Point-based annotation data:
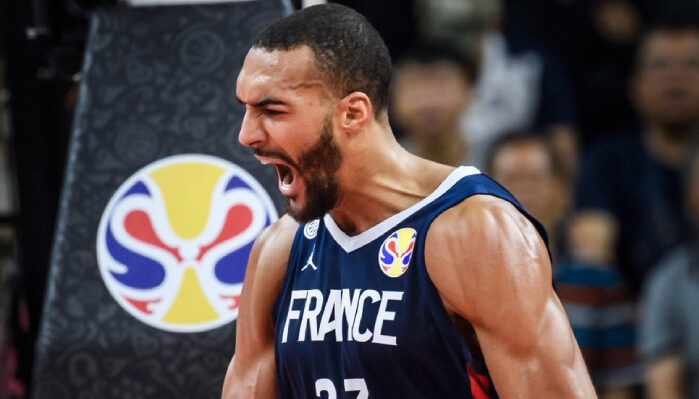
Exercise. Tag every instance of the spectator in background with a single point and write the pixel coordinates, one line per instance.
(431, 89)
(529, 168)
(670, 326)
(628, 201)
(521, 86)
(629, 207)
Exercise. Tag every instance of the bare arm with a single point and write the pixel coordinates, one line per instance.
(251, 373)
(492, 268)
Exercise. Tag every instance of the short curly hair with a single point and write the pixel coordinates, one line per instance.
(348, 50)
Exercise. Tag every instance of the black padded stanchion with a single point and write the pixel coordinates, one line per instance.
(159, 209)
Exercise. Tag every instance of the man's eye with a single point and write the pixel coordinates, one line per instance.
(273, 112)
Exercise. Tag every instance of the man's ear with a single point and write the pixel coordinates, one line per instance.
(356, 110)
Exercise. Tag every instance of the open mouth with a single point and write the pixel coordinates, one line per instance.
(286, 175)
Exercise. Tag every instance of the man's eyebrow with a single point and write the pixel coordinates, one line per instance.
(265, 101)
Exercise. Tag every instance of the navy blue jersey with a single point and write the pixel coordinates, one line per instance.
(359, 317)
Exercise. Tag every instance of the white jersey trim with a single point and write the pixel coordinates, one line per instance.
(351, 243)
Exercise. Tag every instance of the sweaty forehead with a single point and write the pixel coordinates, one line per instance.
(277, 70)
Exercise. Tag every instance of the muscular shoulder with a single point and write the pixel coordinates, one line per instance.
(483, 248)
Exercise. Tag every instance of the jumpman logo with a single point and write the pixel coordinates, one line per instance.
(309, 262)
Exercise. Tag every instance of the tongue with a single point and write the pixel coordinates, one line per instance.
(288, 179)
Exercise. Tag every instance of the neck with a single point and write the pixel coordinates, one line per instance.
(669, 145)
(380, 180)
(448, 149)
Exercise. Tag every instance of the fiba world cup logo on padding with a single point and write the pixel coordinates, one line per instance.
(174, 241)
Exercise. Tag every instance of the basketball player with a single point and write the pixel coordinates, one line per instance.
(391, 276)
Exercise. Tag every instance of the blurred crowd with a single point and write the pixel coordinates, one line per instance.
(588, 112)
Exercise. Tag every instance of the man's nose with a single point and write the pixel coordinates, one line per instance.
(251, 133)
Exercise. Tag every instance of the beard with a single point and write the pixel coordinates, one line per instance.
(318, 168)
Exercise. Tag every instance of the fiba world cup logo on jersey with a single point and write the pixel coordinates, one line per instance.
(396, 252)
(174, 241)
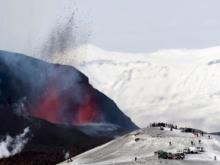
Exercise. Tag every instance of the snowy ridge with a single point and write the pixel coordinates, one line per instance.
(123, 150)
(180, 86)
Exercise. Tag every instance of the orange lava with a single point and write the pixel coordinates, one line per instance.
(49, 107)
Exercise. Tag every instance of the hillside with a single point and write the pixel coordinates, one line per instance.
(180, 86)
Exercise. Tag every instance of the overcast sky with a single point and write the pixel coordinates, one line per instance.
(119, 25)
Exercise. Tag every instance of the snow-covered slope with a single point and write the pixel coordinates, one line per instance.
(180, 86)
(123, 150)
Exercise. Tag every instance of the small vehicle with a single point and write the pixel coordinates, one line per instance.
(167, 155)
(191, 150)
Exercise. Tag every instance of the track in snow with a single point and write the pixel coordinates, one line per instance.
(124, 149)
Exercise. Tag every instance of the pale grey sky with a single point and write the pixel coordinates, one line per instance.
(119, 25)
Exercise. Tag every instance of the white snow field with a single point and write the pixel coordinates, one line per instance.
(179, 86)
(123, 150)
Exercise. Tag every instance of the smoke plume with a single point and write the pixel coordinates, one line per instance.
(11, 146)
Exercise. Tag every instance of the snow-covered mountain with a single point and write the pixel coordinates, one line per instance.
(143, 143)
(180, 86)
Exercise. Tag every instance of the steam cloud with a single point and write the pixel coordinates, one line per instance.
(11, 146)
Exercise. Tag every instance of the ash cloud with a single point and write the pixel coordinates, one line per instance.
(64, 37)
(11, 146)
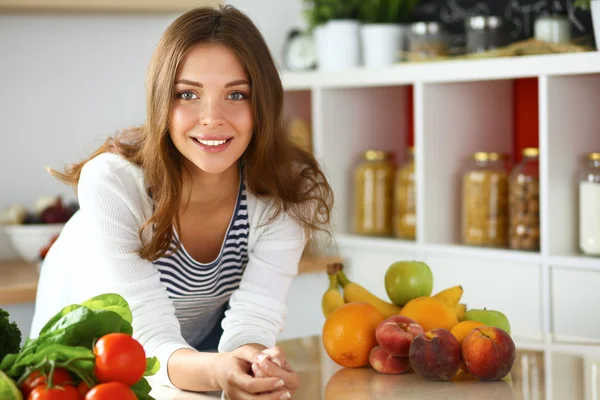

Set exercise ->
Copy, without alteration, the stretch of lines above running from the line containing "Exercise. Tag every instance of the small" through the final line, and leave out the pictures.

Output below ->
Exercise. Tag every instance of the small vehicle with a single point and write the pixel coordinates, one line per instance.
(167, 155)
(191, 150)
Exercise. Tag every instance of the track in snow with a single point and write the pixel coordinates, one line per instance.
(124, 149)
Exercise. Tag every instance of the pale grey sky with a single point and write the pixel coordinates, one line per instance.
(119, 25)
Exercise. Tag every instance of the white snow field with a single point and write the pixel coordinates, one line per instance.
(179, 86)
(123, 150)
Exercise. Tag every instance of the smoke plume with a single point and write the pixel coordinates, one line per instance.
(11, 146)
Exercise. Tag every instance of the snow-covered mountain with a single point and write the pixel coordinates, one line per instance.
(143, 143)
(180, 86)
Exercise. Tag every instance of the steam cloud with a single point and write the pixel coordinates, one line per instance.
(11, 146)
Exercise. Tag every instance of the ash cloud with a single point and write the pixel coordinates, one line per instance.
(64, 37)
(11, 146)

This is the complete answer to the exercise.